◆ BRIEF A ◆
Switch "book" to "volume" in the blog post, starting with "Joy at Work." and going on through "work. Don't they?", and give that whole stretch back.
◆ BRIEF B ◆
Carry on the blog post about joy at work and people cut off by technology, picking up right after its last sentence.

◆ DOCUMENT TEXT ◆
Start
Monday, April 23, 2007

Joy, Magic, and Flow

Joy at Work. That's the title of a book I finished reading last week. It gets me to wondering: are we finally starting to see the value of engaged, valued, empowered employees? Are we finally moving away from workplace ideas and thinking that originated during the industrial revolution?

"Magic @ Work." That's the title of the 4/23/07
PNODN meeting presentation by OD pros Geoff Bellman and Kathleen Ryan. Here again, the pattern of focusing on what makes magic happen in groups and teams.

Finding Flow. Another good book. Talks about those situations, unique to each individual, where we lose track of ourselves and of time. It's not specifically about organizational development, nor about work...but sometimes these moments do occur at work. Don't they?


My question: how might we help create work structures that bring out more joy, magic, and flow?

Friday, April 13, 2007

Connecting the Disconnected

Three pages, of the three dozen or so I read today, stand out thematically. Each points to a slightly different part of the elephant, but all, I think, have something interesting to say about the whole.

(1) "Souls of the New Machine", by Gail Caldwell, 2007
http://www.boston.com/ae/books/articles/2007/03/18/souls_of_the_new_machine/

From the day the first Walkman appeared (remember Walkmans? The iPod's arthritic granddad?), we've been heading into techno-tunnels of separation. The seats on Jet Blue these days have individual TV screens, so that even the communal laughs on in-flight movies (granted, a paltry pleasure) are gone. With our iPods and ear mikes and tiny laptops, we look like the spooky characters in George Tooker's paintings of modern alienation from the 1950s -- lost souls in waiting rooms and subway corridors, looking anywhere but toward one another.
End
◆ DATA PROVIDED ◆
Start
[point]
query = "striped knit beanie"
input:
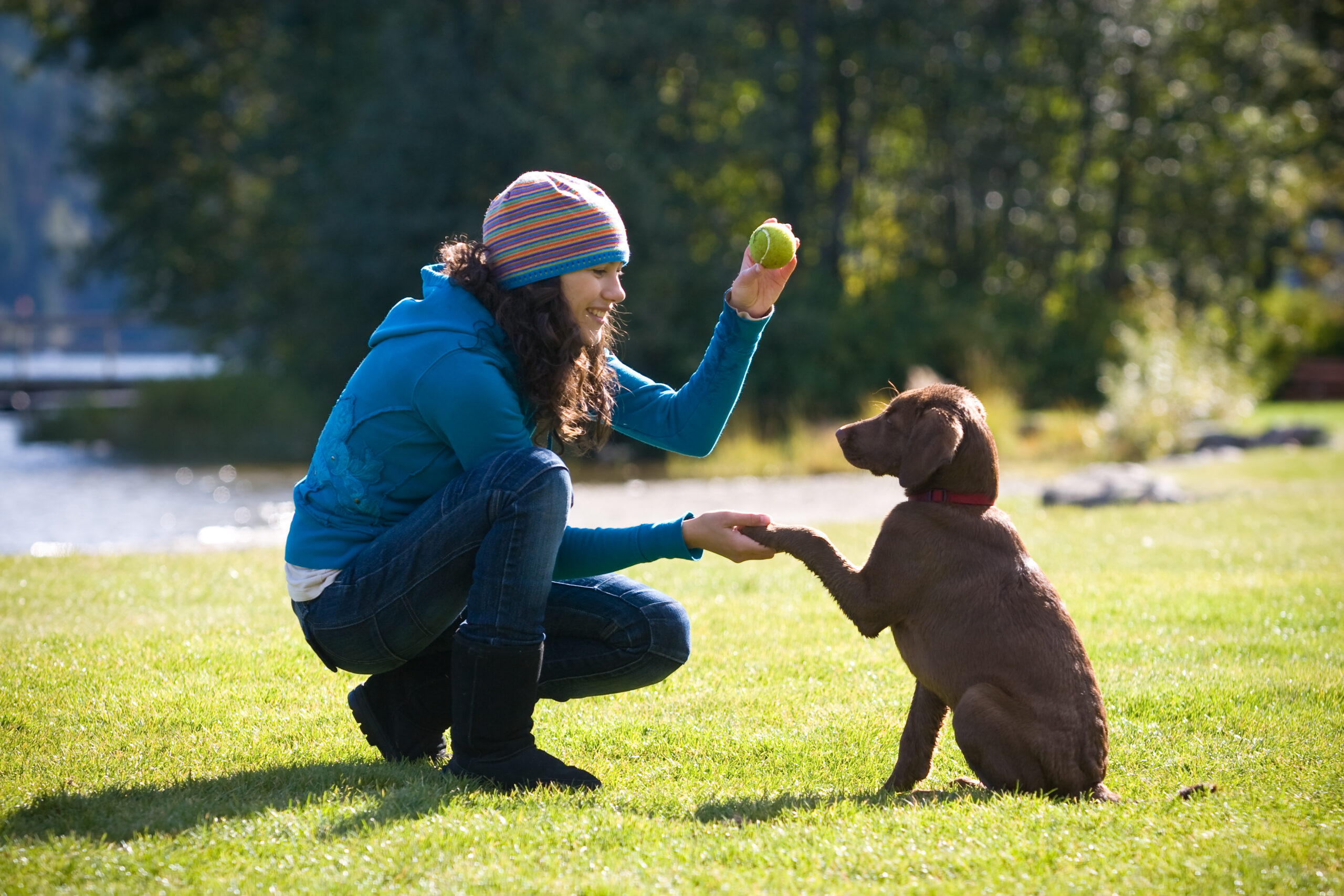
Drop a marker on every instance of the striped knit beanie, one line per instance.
End
◆ WRITTEN REPLY A ◆
Joy at Work. That's the title of a volume I finished reading last week. It gets me to wondering: are we finally starting to see the value of engaged, valued, empowered employees? Are we finally moving away from workplace ideas and thinking that originated during the industrial revolution?

"Magic @ Work." That's the title of the 4/23/07
PNODN meeting presentation by OD pros Geoff Bellman and Kathleen Ryan. Here again, the pattern of focusing on what makes magic happen in groups and teams.

Finding Flow. Another good volume. Talks about those situations, unique to each individual, where we lose track of ourselves and of time. It's not specifically about organizational development, nor about work...but sometimes these moments do occur at work. Don't they?

◆ WRITTEN REPLY B ◆
Ah, but what about the blog, says the technophile, where one can relay one's own story ad infinitum, and strangers can reach out and become soulmates? The fact is that our pixel-driven anonymity is correlative to the false sense of intimacy it induces. (There is also an argument to be made that this online exchange has been robbed of everything that enriches dialogue, including but not limited to caring about the teller.) The fragmentation of culture and technology in the past decade has exploded the dialogue of mass culture into a million conversations; the only common thread that exists is the fact that there isn't one.
(2) "The Humanism of Media Ecology," Neil Postman, 2000
http://www.media-ecology.org/publications/proceedings/v1/humanism_of_media_ecology.html
In the 19th century, we clearly suffered from the problem of information scarcity. In the 1830s information could travel only as fast as a human being, which was about 35 miles per hour on a fast train. And so, we addressed the question, How can we get more information, to more people, faster, and in diverse forms? We started to solve this problem with the invention of telegraphy and photography in the late 1830s and early 1840s. Not everyone was enthusiastic about the early attempts to solve that problem. Henry David Thoreau remarked in Walden,

"We are in great haste to construct a magnetic telegraph from Maine to Texas; but Maine and Texas, it may be, have nothing important to communicate. ...We are eager to tunnel under the Atlantic and bring the old world some weeks nearer to the new; but perchance the first news that will leak through into the broad, flapping American ear will be that the Princess Adelaide has the whooping cough."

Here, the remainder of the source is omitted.